## WHAT IS REQUIRED:
Copy the material below, substituting "foreground clicks" for each occurrence of "positive clicks" and keeping every other character the same.

## DATA FOR REVIEW:
'''

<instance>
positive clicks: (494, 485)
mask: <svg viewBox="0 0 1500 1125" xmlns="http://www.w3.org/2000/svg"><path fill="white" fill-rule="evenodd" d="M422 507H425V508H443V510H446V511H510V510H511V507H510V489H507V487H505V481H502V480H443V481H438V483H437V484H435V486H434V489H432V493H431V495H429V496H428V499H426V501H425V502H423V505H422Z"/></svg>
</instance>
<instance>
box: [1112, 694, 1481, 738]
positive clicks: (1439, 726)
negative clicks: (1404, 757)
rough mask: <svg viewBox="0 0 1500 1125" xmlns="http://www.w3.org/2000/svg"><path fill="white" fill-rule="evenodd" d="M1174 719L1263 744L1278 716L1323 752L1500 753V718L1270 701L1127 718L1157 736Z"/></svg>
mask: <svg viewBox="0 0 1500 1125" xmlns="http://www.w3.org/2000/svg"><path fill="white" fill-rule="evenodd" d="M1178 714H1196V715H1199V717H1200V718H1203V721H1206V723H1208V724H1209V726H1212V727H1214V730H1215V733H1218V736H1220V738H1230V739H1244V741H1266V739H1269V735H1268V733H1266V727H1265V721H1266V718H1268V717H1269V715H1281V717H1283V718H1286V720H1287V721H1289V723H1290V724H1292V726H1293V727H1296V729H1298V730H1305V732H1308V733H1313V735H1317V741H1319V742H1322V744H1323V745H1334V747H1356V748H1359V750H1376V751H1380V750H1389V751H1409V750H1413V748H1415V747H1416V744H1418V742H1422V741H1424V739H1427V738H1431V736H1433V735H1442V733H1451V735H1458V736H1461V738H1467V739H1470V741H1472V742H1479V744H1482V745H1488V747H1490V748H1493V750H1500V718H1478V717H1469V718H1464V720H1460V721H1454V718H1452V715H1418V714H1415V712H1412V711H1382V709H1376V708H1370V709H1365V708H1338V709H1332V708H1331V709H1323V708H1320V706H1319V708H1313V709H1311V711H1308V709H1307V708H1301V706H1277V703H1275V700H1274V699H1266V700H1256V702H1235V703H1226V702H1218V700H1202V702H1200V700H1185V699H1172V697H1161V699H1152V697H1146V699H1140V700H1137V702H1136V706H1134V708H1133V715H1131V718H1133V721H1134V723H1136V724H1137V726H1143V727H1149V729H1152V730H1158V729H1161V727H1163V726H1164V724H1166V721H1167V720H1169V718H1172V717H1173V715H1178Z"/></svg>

'''

## YOUR SOLUTION:
<instance>
foreground clicks: (494, 485)
mask: <svg viewBox="0 0 1500 1125" xmlns="http://www.w3.org/2000/svg"><path fill="white" fill-rule="evenodd" d="M422 507H425V508H443V510H446V511H510V510H511V507H510V489H507V487H505V481H502V480H443V481H438V483H437V484H435V486H434V489H432V493H431V495H429V496H428V499H426V501H425V502H423V505H422Z"/></svg>
</instance>
<instance>
box: [1112, 694, 1481, 738]
foreground clicks: (1439, 726)
negative clicks: (1404, 757)
rough mask: <svg viewBox="0 0 1500 1125" xmlns="http://www.w3.org/2000/svg"><path fill="white" fill-rule="evenodd" d="M1174 719L1263 744L1278 716L1323 752L1500 753V718L1270 701L1127 718L1157 736Z"/></svg>
mask: <svg viewBox="0 0 1500 1125" xmlns="http://www.w3.org/2000/svg"><path fill="white" fill-rule="evenodd" d="M1178 714H1196V715H1199V717H1200V718H1203V721H1206V723H1208V724H1209V726H1212V727H1214V730H1215V733H1218V736H1220V738H1230V739H1244V741H1266V739H1269V735H1268V733H1266V727H1265V721H1266V718H1268V717H1269V715H1281V717H1283V718H1286V720H1287V721H1289V723H1290V724H1292V726H1293V727H1296V729H1298V730H1305V732H1308V733H1313V735H1317V741H1319V742H1322V744H1323V745H1334V747H1356V748H1359V750H1376V751H1380V750H1389V751H1409V750H1413V748H1415V747H1416V744H1418V742H1422V741H1424V739H1427V738H1431V736H1433V735H1442V733H1451V735H1458V736H1461V738H1467V739H1470V741H1472V742H1479V744H1482V745H1488V747H1490V748H1493V750H1500V718H1478V717H1469V718H1464V720H1460V721H1454V718H1452V715H1418V714H1415V712H1412V711H1382V709H1376V708H1370V709H1365V708H1338V709H1332V708H1331V709H1323V708H1320V706H1319V708H1313V709H1311V711H1308V709H1307V708H1301V706H1277V703H1275V700H1274V699H1266V700H1256V702H1235V703H1226V702H1218V700H1202V702H1200V700H1185V699H1172V697H1161V699H1152V697H1146V699H1140V700H1137V702H1136V706H1134V708H1133V715H1131V718H1133V721H1134V723H1136V724H1137V726H1143V727H1149V729H1152V730H1158V729H1161V727H1163V726H1164V724H1166V721H1167V720H1169V718H1172V717H1173V715H1178Z"/></svg>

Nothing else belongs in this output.